> [EXERCISE DIRECTIONS]: Write out each line exactly as it stands, please.

> [SOURCE MATERIAL]:
-*-

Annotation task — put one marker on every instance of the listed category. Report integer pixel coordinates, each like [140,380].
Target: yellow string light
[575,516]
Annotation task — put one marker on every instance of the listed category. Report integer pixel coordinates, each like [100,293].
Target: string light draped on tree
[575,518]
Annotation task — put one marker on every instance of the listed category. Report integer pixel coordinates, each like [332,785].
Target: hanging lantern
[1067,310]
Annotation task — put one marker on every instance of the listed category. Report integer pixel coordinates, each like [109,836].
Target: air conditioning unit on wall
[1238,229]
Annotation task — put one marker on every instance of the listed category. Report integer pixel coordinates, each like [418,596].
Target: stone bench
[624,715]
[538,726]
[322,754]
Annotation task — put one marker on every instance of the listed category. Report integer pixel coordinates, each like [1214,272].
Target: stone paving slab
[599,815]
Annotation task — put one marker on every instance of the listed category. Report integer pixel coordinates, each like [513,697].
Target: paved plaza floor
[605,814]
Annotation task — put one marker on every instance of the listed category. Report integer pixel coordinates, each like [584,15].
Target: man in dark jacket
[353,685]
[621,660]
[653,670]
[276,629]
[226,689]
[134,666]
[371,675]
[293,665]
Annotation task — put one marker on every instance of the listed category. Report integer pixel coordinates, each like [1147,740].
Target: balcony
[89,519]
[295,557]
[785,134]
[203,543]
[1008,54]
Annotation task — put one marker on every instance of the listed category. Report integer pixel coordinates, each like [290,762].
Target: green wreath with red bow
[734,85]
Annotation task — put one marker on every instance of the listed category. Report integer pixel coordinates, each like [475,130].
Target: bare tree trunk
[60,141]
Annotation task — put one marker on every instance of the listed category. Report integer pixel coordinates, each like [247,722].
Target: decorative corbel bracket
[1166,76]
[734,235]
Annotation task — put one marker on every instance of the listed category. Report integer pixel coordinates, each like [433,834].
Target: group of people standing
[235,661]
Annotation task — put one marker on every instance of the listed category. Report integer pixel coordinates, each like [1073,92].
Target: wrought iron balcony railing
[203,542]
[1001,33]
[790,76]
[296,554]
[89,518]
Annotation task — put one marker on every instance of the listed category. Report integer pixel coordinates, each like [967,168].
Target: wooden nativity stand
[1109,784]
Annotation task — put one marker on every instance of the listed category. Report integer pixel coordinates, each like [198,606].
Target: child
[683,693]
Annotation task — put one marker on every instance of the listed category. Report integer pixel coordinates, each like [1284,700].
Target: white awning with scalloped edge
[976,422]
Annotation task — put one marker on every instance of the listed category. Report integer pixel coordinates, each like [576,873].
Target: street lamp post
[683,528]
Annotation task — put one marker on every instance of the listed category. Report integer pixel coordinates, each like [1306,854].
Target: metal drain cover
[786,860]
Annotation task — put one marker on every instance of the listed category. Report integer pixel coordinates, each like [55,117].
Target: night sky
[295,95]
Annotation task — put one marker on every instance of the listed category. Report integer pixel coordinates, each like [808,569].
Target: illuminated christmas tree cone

-*-

> [WORKED SOLUTION]:
Annotation task — put one marker on every instance of the listed category. Report integer pixel coordinates, each like [140,380].
Target: yellow string light
[575,516]
Annotation task — put one marker on every instance of the listed category. Report integer pixel coordinates, each like [100,293].
Target: string light draped on tree
[575,518]
Annotation task — put one marker on every instance of the listed category. Report integer pixel coordinates, each like [332,785].
Target: hanging lantern
[1067,310]
Annotation task — put one marker on every instance of the listed category. Report integer pixel coordinates, each like [109,836].
Target: air conditioning unit on wall
[1238,229]
Annotation task — put one marker on every instance of the listed category. Report integer pixel coordinates, each like [418,596].
Target: stone bench
[624,715]
[538,726]
[322,754]
Annotation task — put one marker on every instance of the listed category. Report integer pixel coordinates, each like [1214,272].
Target: stone paving slab
[599,815]
Annotation task — put one marker on every instance of the listed category. Report integer pixel coordinates, each like [513,697].
Target: paved plaza floor
[605,814]
Annotation task — put one marker on every instance of the listed category. Report integer pixel coordinates, each like [584,15].
Target: man in dark jacket
[353,685]
[621,660]
[653,670]
[276,629]
[226,689]
[134,666]
[371,675]
[293,665]
Annotation task — put one marker on every instance of the listed category. Report integer pixel coordinates, each like [1147,740].
Target: balcony
[89,519]
[295,557]
[785,134]
[203,543]
[1008,54]
Annotation task — put one marker on every instance of the listed category. Report integer pixel coordinates, each like [290,762].
Target: green wreath with red bow
[734,85]
Annotation task — put one marker on every instance of the listed category. Report integer pixel coordinates, each like [475,130].
Target: bare tree trunk
[60,141]
Annotation task — put one marker on every instance of the listed category. Report integer pixel coordinates, each like [247,722].
Target: decorative corbel bracket
[1166,76]
[734,235]
Annotation task — put one marker on every instance of the listed category. Report integer pixel coordinates, each like [433,834].
Target: group of people standing
[235,661]
Annotation task — put one marker on every instance of the listed category. Report integer pixel coordinates, each like [1073,92].
Target: wrought iron balcony railing
[203,542]
[1001,33]
[790,76]
[296,554]
[89,518]
Annotation task — put one marker on every instance of the listed category. Report integer pixel coordinates, each like [967,168].
Target: wooden nativity stand
[1109,784]
Annotation task — put one marker on every instance of the listed category. Report integer pixel coordinates, each like [198,606].
Target: child
[683,693]
Annotation task — put one marker on every instance of the listed category. Report integer pixel coordinates, each like [1284,700].
Target: white awning with scalloped edge
[976,422]
Annotation task — put one marker on every instance of the listed category. Report integer pixel coordinates, each like [576,873].
Target: street lamp post
[683,528]
Annotation task — put one marker on every instance of the listed category. Report integer pixel coordinates, each like [1306,854].
Target: metal drain cover
[786,860]
Annotation task — put one marker on every instance of the listed category. Report integer pixel coordinates, each like [55,117].
Target: night sky
[295,95]
Annotation task — put one marker on every instance of the listed category. Report integer pixel coordinates, each like [808,569].
Target: illuminated christmas tree cone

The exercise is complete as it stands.